■ **TESTO DELLA PAGINA**
========
Confronti imbarazzanti, ma che aiutano ad avere una perfetta visione d'insieme. Pensare ad esempio a Pippo Franco che scende accaldato le scale in cemento dello stadio durante un derby Roma – Lazio con la giacchetta double face giallorossa e biancoazzurra, mentre dall'altro lato c'è Colin Firth che interpreta l'innamorato e malinconico tifoso dell'Arsenal in Febbre a 90° sulle gradinate di Highbury. Uno che inizia a dare del cornuto all'arbitro cercando di non farsi vedere dal datore di lavoro e l'altro che ragiona sul rapporto di coppia e la propria vita durante la memorabile stagione dei gunners del 1989, culminata con il Liverpool – Arsenal di quel maggio lì e un abbraccio tra tifosi in salotto.

 

Colin Firth (al centro, con la sciarpa) in “Febbre a 90°” (1997).
========
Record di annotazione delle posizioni
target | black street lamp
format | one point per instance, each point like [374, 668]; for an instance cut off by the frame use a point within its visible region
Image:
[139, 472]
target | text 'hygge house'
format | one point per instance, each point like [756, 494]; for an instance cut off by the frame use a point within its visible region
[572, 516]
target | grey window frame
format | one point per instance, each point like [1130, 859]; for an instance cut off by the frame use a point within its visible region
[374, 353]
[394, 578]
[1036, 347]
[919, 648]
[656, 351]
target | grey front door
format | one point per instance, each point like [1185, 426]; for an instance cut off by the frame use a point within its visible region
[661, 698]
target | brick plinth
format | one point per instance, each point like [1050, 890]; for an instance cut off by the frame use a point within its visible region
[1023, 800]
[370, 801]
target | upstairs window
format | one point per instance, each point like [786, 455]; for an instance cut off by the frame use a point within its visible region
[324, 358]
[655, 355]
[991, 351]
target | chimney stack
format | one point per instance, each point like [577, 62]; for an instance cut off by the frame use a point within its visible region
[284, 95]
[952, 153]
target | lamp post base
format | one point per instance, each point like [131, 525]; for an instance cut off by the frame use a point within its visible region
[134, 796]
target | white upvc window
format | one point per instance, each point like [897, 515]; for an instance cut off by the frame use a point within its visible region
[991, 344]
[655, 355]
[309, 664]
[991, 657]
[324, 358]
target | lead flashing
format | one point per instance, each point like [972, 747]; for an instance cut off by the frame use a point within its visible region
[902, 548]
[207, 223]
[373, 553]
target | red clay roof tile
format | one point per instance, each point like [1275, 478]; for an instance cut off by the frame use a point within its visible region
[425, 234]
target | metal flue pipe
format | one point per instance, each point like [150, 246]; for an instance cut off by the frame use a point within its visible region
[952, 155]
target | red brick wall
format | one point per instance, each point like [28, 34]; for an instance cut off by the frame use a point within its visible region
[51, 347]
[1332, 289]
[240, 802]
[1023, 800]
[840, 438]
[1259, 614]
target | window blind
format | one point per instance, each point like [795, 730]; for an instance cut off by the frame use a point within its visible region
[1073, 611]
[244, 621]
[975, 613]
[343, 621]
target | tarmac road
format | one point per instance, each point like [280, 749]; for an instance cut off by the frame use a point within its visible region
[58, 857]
========
■ **LAVORO DA SVOLGERE**
(a) Ricopia parola per parola il testo sui tifosi al cinema, partendo da "Confronti imbarazzanti, ma" e proseguendo fino a "tifosi in salotto.".
(b) Rispondi a queste domande sul testo sui tifosi al cinema:
(i) Di quale squadra è tifoso il personaggio interpretato da Colin Firth?
(ii) Con quale partita culminò la stagione dei gunners del 1989?
(iii) Di che anno è il film "Febbre a 90°"?
(c) Come potrebbe proseguire il testo sui tifosi al cinema? Continualo a partire dall'ultima frase presente.
Questi record non hanno alcun legame con il testo della pagina.

■ **SOLUZIONI DEGLI ESERCIZI**
(a)
Confronti imbarazzanti, ma che aiutano ad avere una perfetta visione d'insieme. Pensare ad esempio a Pippo Franco che scende accaldato le scale in cemento dello stadio durante un derby Roma – Lazio con la giacchetta double face giallorossa e biancoazzurra, mentre dall'altro lato c'è Colin Firth che interpreta l'innamorato e malinconico tifoso dell'Arsenal in Febbre a 90° sulle gradinate di Highbury. Uno che inizia a dare del cornuto all'arbitro cercando di non farsi vedere dal datore di lavoro e l'altro che ragiona sul rapporto di coppia e la propria vita durante la memorabile stagione dei gunners del 1989, culminata con il Liverpool – Arsenal di quel maggio lì e un abbraccio tra tifosi in salotto.

(b)
(i) Dell'Arsenal.
(ii) Con Liverpool – Arsenal.
(iii) Del 1997.

(c)
Oppure il bomber Alvaro Vitali, alias Paulo Roberto Cotechiño, che si destreggia da par suo, cioè volgarmente, sia in campo sia dietro Carmen Russo, e immaginarlo fianco a fianco con John Lynch che ha interpretato in Best il calciatore nordirlandese, in un film che è calcio ma è anche dramma personale, tra sport, alcool e donne. Pensare la Longobarda come Il maledetto United e Oronzo Canà come il Brian Clough interpretato benissimo da Michael Sheen. O il giovanissimo Vacca di Mezzo destro, mezzo sinistro come Jimmy Grimble. O ancora: mettere a confronto lo scazzatissimo Omar Sivori del Borgorosso Football Club (e con lui i divertiti, più che divertenti, Pruzzo, Chierico e compagnia de L'allenatore nel pallone) contro la vera prova d'attore di Cantona, anche lui nei panni di se stesso ne Il mio amico Eric. Una serie di colpi bassi, è vero, ma ogni tanto è giusto fare i conti con la realtà, perché il tifoso e spettatore (o cliente) italiano non è poi così diverso (fossero anche soltanto le ambizioni da divano) da quello inglese.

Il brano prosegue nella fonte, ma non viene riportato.